Collect every line in the rows below that contains the string "hand". Case counts, so match uppercase and lowercase letters exactly.

§

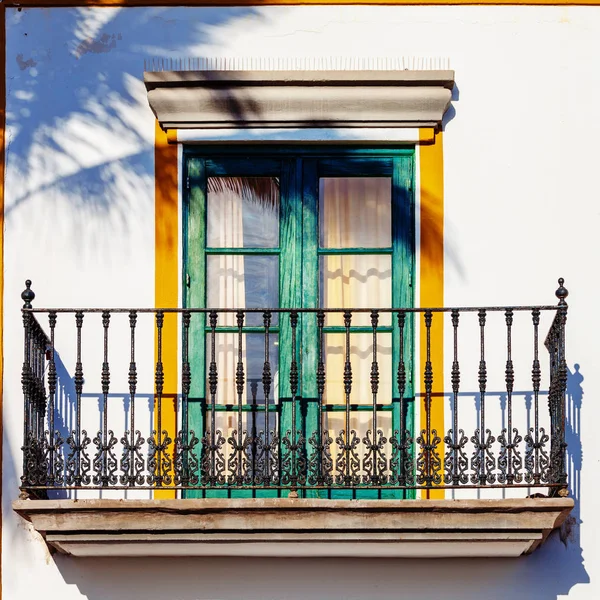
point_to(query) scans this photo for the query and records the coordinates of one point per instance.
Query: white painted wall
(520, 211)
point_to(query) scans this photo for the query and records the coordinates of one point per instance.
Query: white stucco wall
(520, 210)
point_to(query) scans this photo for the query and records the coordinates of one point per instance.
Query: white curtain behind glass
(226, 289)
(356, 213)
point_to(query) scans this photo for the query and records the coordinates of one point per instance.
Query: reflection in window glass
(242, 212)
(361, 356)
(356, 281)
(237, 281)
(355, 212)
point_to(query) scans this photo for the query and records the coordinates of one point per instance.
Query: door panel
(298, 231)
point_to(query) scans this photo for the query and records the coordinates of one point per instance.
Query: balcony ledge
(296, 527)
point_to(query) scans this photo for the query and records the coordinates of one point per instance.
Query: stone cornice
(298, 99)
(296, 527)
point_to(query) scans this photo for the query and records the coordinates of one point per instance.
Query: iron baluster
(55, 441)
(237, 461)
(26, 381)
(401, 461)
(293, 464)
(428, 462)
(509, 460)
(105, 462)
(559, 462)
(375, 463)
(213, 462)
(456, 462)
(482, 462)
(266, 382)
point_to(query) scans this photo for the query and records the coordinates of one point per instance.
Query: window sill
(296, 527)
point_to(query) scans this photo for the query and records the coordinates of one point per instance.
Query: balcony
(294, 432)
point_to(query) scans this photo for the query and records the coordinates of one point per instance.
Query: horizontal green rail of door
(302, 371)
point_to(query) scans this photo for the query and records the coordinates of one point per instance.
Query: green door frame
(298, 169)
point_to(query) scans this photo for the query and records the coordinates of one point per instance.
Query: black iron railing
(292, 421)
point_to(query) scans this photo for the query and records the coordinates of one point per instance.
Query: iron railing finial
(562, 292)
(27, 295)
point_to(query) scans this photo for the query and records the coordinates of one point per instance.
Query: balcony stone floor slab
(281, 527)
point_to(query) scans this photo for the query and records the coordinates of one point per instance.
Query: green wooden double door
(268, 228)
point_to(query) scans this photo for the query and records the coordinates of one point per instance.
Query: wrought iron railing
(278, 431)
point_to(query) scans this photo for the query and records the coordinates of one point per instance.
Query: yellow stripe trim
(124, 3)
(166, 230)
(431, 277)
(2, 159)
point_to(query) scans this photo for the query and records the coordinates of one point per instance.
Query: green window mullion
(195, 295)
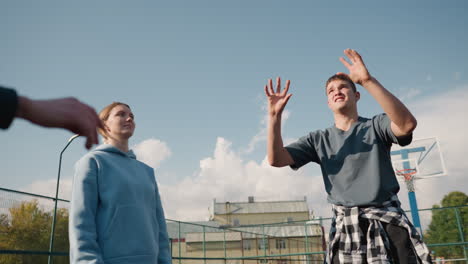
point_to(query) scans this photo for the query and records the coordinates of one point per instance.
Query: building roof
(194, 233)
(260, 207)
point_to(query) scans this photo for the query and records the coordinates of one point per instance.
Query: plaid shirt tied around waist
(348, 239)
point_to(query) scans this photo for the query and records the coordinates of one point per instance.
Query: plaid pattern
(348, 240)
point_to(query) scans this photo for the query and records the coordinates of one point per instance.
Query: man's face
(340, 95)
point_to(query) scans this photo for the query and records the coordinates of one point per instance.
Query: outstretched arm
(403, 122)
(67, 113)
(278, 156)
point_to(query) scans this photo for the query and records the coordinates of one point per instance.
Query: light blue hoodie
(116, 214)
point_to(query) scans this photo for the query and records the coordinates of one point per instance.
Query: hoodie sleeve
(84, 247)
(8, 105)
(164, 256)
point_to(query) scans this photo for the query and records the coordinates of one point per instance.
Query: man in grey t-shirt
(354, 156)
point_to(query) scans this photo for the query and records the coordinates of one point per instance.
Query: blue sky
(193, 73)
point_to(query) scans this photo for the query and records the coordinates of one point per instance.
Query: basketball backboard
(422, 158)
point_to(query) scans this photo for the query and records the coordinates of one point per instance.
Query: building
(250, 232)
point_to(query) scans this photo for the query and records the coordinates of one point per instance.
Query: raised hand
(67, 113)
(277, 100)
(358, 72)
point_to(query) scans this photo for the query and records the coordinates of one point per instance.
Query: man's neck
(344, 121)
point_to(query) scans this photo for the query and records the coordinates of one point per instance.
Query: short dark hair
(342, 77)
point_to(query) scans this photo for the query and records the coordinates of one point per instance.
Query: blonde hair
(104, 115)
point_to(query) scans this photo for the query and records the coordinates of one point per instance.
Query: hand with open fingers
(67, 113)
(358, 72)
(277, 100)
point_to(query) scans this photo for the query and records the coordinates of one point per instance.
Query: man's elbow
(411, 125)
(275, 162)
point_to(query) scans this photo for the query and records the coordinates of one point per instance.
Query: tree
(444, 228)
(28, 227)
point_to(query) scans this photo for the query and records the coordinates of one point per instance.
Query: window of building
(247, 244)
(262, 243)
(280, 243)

§

> _Task solution_:
Query: raised hand
Query: hand with open fingers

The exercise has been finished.